Entries on locating named things:
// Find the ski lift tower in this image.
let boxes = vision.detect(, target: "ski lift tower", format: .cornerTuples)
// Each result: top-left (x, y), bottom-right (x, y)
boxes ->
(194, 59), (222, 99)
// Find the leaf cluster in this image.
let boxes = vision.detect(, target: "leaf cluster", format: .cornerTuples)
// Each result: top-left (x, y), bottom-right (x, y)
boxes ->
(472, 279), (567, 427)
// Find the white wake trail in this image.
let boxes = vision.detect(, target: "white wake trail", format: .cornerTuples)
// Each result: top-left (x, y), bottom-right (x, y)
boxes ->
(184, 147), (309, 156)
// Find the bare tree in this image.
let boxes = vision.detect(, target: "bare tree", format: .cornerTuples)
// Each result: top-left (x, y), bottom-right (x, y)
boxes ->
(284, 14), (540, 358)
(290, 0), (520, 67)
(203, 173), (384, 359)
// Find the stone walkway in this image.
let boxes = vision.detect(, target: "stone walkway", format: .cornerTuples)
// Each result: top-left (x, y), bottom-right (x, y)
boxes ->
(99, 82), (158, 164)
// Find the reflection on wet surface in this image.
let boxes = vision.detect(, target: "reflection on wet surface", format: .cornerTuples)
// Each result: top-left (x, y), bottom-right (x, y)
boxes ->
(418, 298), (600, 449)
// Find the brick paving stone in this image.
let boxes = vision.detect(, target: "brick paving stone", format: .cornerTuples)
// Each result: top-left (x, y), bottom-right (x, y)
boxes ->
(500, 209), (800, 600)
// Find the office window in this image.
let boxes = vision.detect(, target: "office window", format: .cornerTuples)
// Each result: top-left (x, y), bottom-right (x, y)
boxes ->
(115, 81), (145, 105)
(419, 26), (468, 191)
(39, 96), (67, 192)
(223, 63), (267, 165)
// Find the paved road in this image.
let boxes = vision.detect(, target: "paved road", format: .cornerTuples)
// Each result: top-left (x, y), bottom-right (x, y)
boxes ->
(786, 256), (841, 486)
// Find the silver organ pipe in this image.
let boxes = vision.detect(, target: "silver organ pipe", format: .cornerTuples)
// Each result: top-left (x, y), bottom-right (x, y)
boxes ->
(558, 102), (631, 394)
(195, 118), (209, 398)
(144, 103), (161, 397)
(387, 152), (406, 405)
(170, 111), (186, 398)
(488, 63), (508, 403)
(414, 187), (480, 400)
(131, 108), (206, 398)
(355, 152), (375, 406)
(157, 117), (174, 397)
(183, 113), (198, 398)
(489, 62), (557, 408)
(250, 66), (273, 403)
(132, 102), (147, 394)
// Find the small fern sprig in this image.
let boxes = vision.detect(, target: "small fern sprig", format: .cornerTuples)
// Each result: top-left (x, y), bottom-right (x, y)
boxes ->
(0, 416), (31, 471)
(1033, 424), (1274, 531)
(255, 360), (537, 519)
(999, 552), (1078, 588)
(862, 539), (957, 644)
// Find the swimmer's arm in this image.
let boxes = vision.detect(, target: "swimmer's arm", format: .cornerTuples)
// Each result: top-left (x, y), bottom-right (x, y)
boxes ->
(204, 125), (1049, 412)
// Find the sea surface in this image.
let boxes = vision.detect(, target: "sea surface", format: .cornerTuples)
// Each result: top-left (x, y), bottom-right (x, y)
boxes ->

Short task: Rewrite the entries starting at the beginning and ending at the line containing "(223, 63), (267, 165)", with every request line kept unchanged. Multiply each box coordinate in the answers by 0.75 and round it to a whole number, with halves rounded up.

Correct output:
// Find the ski lift tower in this image.
let boxes = vision.detect(, target: "ski lift tower", format: .cornerTuples)
// Each result: top-left (x, y), bottom-right (x, y)
boxes ->
(146, 44), (167, 74)
// Find the leaf cluster in this image.
let boxes = vision.detect(, target: "leaf cluster", format: .cornerTuples)
// Each result: top-left (x, y), bottom-right (x, y)
boxes ->
(354, 209), (425, 320)
// Find the white wake trail in this image.
let boxes = vision.detect(, target: "white wake trail", format: .cornerTuples)
// Each result: top-left (x, y), bottom-right (x, y)
boxes ->
(138, 110), (232, 117)
// Find the bare tree in this image.
let boxes = vision.detect(, target: "bare tree", format: .cornerTuples)
// Each result: top-left (x, y), bottom-right (x, y)
boxes ->
(213, 11), (405, 269)
(218, 0), (390, 50)
(152, 130), (288, 269)
// Find the stone walkway in this image.
let boxes = vision.detect(, target: "stone walkway", format: .cornerTuples)
// Each result: top-left (x, y), bottom-right (x, y)
boxes ->
(74, 62), (119, 123)
// Find the reflection on wet surface in this image.
let boxes = vision.detect(, target: "reflection on wet surface", format: .cornerTuples)
// Each result: top-left (x, y), bottom-right (x, y)
boxes ->
(314, 224), (450, 337)
// Find the brick paving stone in this image.
let boxes = vision.detect(, target: "brick paving stone", format: .cornerTuples)
// Each result: top-left (x, y), bottom-right (x, y)
boxes ->
(375, 157), (600, 450)
// Find the office window in this image.
let boxes = vision.detect(, target: "office window", format: .cornerTuples)
// Each result: top-left (x, y), bottom-right (x, y)
boxes ->
(86, 61), (109, 79)
(314, 20), (351, 143)
(29, 72), (50, 144)
(167, 47), (200, 124)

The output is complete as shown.